▸ **DOCUMENT EXTRACT**

I am very concerned by the callousness and lack of morality in the GOP. It saddens me deeply and makes me weep for my country’s future.
A meme was posted Wednesday on Senate Minority Leader Mitch McConnell’s (R-Ky.) Facebook page mocking the failure of gun control legislation in the Senate.
The mash-up features photos of Senate Majority Leader Harry Reid (D-Nev.) with captions asking how much gun control he can have, and McConnell holding up a zero sign with the message, “You can have this much gun control.” The final picture is Reid looking downcast.
The compilation appears to have been created by a McConnell supporter, but it is posted with a message praising the mockery of such legislation that was designed in the wake of America’s recent shooting horrors.
“We love the memes you send us! Keep them coming!” the message says.
Not everyone who saw it was pleased, however.
“I’m not sure how you can look yourself in the mirror,” posted Steve Sussman Thursday morning.
“McConnell and his ilk should be ashamed, not gloating like this is funny,” wrote Claire Rezba.
There were also plenty of supporters among the commenters, and nearly 4,000 people had “Liked” the image as of Thursday morning.
I know, it appears to be Gun Control Lobby day at TFC. I promise it’s not intentional but it is important. Senator Inhofe, one of the gun lobby’s mouth pieces has no clue what the president feels. The majority of pundits left, right and center don’t feel his speeches in Arizona and Connecticut were political. They forget that the president is quoted as saying that Newtown was “the worst day of his presidency.”

▸ **Entries from a point annotation set**
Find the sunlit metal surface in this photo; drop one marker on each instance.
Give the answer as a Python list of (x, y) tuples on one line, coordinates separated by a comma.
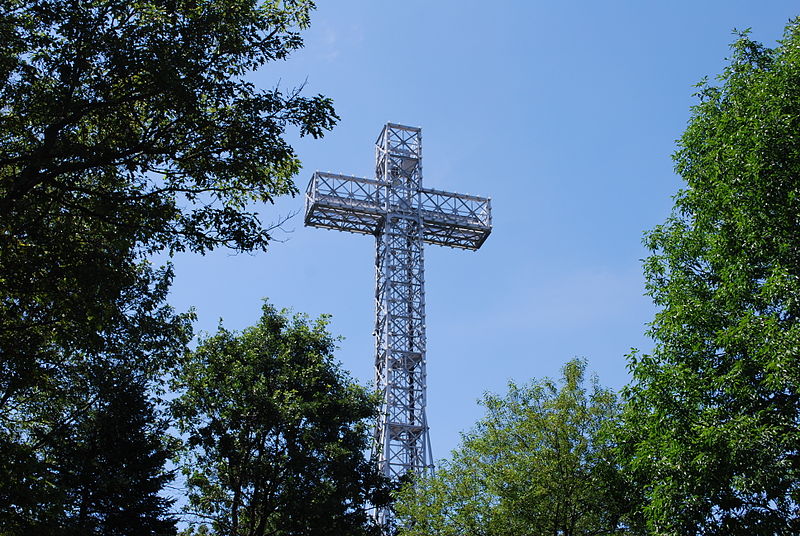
[(402, 215)]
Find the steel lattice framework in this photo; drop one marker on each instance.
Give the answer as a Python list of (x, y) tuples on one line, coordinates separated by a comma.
[(402, 215)]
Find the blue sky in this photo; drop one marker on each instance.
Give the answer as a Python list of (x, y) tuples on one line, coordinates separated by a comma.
[(564, 113)]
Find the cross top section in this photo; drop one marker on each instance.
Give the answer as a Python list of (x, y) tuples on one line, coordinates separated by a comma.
[(403, 216), (360, 205)]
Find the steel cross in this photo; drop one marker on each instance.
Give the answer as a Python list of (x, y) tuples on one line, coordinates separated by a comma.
[(402, 215)]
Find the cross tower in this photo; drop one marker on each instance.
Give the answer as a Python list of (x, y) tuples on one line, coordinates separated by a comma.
[(402, 215)]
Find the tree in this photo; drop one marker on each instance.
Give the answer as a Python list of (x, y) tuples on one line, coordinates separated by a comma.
[(127, 127), (712, 422), (109, 466), (276, 433), (539, 462)]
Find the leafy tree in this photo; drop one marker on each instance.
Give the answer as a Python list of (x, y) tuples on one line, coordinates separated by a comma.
[(712, 426), (109, 465), (276, 433), (126, 127), (539, 462)]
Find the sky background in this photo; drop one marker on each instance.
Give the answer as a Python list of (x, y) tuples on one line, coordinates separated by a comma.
[(564, 113)]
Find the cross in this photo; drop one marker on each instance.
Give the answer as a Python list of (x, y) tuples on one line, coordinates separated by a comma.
[(402, 215)]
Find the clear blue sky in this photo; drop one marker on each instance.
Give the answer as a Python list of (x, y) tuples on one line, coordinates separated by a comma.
[(564, 113)]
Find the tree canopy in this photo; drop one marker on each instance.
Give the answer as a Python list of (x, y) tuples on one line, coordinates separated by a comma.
[(276, 433), (539, 462), (713, 413), (126, 127)]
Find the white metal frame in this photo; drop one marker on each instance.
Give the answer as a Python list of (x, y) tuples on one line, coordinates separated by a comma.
[(402, 215)]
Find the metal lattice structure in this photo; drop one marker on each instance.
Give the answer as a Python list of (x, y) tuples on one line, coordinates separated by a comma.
[(402, 215)]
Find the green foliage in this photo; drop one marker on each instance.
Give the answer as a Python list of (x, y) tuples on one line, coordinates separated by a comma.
[(276, 433), (539, 462), (126, 127), (712, 423)]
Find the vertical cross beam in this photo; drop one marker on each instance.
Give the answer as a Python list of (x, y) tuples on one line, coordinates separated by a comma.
[(402, 215), (401, 442)]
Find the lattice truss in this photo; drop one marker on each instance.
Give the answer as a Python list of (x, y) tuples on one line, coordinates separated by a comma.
[(402, 215)]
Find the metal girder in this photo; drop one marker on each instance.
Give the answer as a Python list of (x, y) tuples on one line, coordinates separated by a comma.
[(359, 205), (402, 216)]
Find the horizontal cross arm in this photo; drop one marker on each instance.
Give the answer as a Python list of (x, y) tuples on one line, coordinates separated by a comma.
[(455, 220), (344, 203)]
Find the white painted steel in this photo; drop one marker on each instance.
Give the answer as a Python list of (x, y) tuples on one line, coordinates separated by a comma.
[(402, 215)]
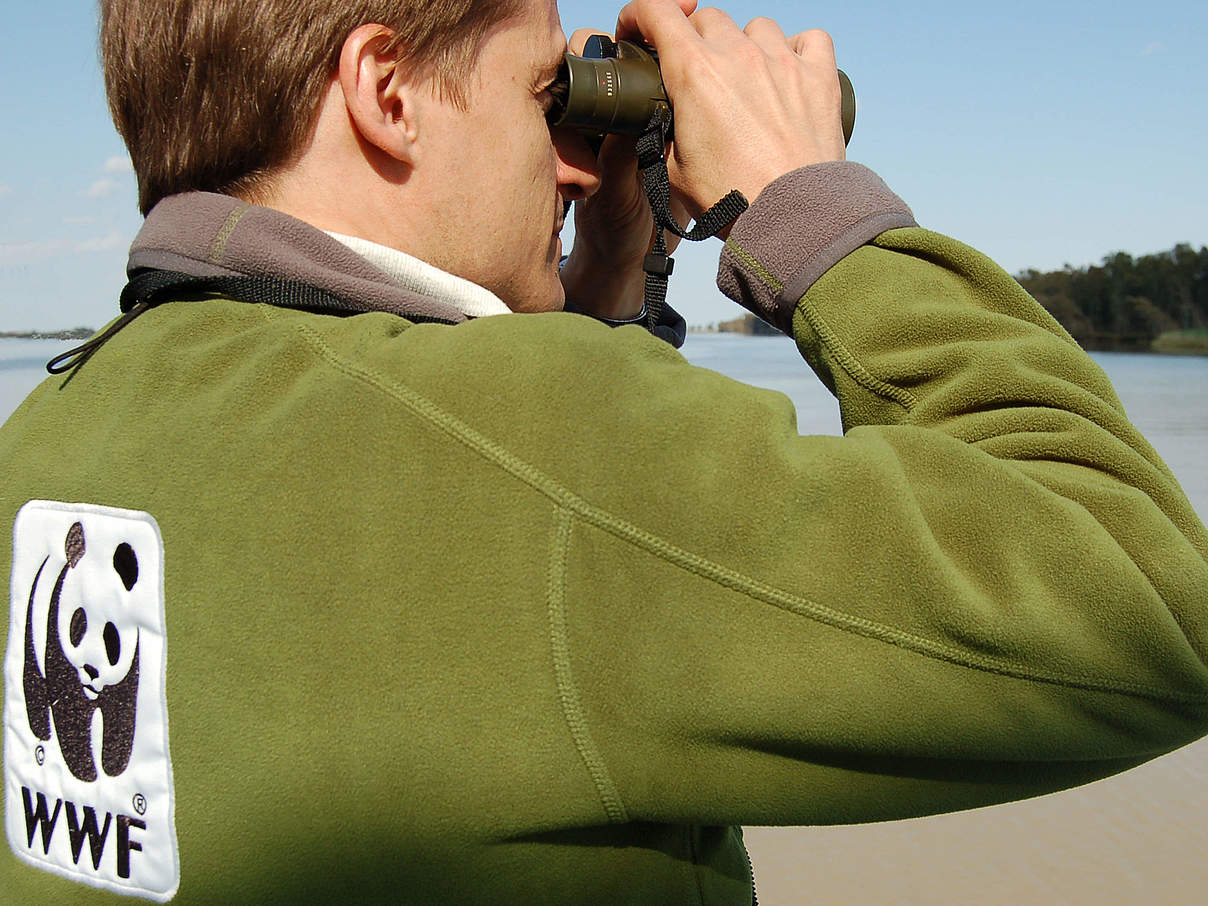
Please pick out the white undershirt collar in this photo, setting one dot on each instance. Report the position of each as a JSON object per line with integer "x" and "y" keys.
{"x": 419, "y": 277}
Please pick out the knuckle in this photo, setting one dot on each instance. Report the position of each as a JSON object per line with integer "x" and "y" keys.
{"x": 817, "y": 39}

▸ **PROBLEMS TO WORK ON**
1. In the commentary on the McConnell gun-control meme, how many people had "Liked" the image as of Thursday morning?
2. Write the next part of the commentary on the McConnell gun-control meme, picking up after its final sentence.

▸ **OUTPUTS**
1. Nearly 4,000 people.

2.
The tragic incident and the POTUS’ talks with the parents of the Newtown children over the past four months have been sincere. He is determined to make a change with the help of his party and the American people. Inhofe is way off the base. But he’s just one of folks on the right who don’t know what empathy and caring means…
As the Senate prepares to take up a comprehensive gun safety bill on Thursday, Sen. James Inhofe (R-OK) told reporters that the coming debate will have nothing to do with the families of the victims from Newtown, Connecticut.
“See, I think it’s so unfair of the administration to hurt these families, to make them think this has something to do with them when, in fact, it doesn’t,” Inhofe said and suggested that Obama is manipulating and misinforming the families for political purposes.
Obama called on Congress to support gun safety legislation during a speech in Hartford, Connecticut on Monday. He then traveled with 12 families whose loved ones were killed at Sandy Hook Elementary School back to D.C. on Air Force One to help him lobby lawmakers in favor of a Senate proposal that expands background checks to all purchases, cracks down on gun trafficking and invests in school safety.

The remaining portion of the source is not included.